### Task directions
For the copy, please give all of the data again exactly and leave the pictures out.

### Recorded data
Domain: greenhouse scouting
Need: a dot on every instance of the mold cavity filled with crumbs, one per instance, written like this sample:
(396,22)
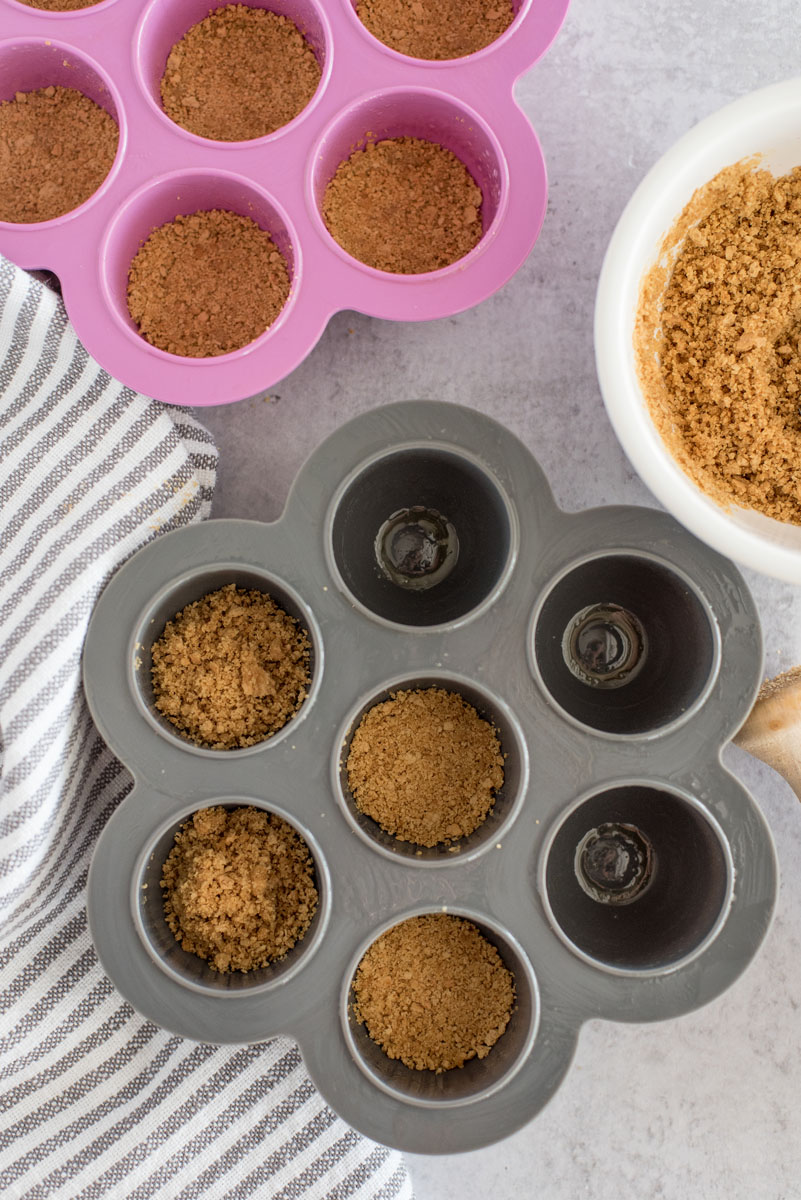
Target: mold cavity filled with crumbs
(230,669)
(206,283)
(434,993)
(425,766)
(56,147)
(439,201)
(239,73)
(239,887)
(449,29)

### Output
Domain: greenhouse scouting
Need: a dot on every instance of the mold cavity filled with crumbs, one per instance, written like this sample:
(396,22)
Target: mold cavity filled with crumbs
(230,669)
(206,283)
(434,993)
(425,766)
(56,147)
(439,201)
(239,73)
(239,887)
(449,29)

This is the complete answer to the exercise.